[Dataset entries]
□ □ □ □ □
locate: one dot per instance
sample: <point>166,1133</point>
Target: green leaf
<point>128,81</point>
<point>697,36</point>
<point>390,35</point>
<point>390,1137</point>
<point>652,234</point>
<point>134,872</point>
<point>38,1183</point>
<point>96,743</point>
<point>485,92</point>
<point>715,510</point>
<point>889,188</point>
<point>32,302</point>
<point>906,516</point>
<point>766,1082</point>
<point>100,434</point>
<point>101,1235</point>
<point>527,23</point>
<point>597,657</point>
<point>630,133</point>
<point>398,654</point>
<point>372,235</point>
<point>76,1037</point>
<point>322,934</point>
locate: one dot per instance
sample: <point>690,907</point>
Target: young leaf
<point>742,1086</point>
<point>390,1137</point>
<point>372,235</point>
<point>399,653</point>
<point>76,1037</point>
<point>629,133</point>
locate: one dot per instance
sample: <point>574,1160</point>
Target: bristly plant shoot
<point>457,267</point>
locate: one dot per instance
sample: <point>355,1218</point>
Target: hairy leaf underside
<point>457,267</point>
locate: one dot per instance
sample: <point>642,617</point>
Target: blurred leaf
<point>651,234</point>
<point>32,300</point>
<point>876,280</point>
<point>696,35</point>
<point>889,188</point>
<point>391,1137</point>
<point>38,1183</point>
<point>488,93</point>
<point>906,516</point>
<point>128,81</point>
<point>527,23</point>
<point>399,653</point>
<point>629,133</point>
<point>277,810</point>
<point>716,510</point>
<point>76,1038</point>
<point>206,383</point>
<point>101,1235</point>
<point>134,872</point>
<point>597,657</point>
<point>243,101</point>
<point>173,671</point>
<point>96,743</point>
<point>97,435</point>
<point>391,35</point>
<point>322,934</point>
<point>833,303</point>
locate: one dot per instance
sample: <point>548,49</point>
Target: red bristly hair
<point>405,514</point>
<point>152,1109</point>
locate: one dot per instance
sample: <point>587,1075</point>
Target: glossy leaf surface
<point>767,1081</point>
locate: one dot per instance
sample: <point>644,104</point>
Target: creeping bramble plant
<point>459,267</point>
□ □ □ □ □
Repeat the lines from the first one in the records through the line containing "sample: <point>642,617</point>", exactly as written, and nothing else.

**Exercise solution:**
locate: one dot per instance
sample: <point>166,1133</point>
Target: green leaf
<point>128,81</point>
<point>697,36</point>
<point>390,35</point>
<point>390,1137</point>
<point>652,234</point>
<point>134,872</point>
<point>38,1183</point>
<point>96,743</point>
<point>485,92</point>
<point>715,510</point>
<point>889,188</point>
<point>32,302</point>
<point>906,516</point>
<point>766,1082</point>
<point>100,434</point>
<point>101,1235</point>
<point>527,23</point>
<point>597,657</point>
<point>630,133</point>
<point>398,654</point>
<point>372,235</point>
<point>76,1037</point>
<point>322,934</point>
locate: one dot per instance
sample: <point>690,907</point>
Target: young leaf
<point>742,1086</point>
<point>390,1137</point>
<point>372,235</point>
<point>399,653</point>
<point>76,1037</point>
<point>629,133</point>
locate: one dot per instance
sample: <point>574,1160</point>
Target: bristly plant shoot
<point>457,267</point>
locate: one dot per instance
sample: <point>355,1218</point>
Target: hairy leaf underside
<point>457,267</point>
locate: one dot per instance
sample: <point>642,617</point>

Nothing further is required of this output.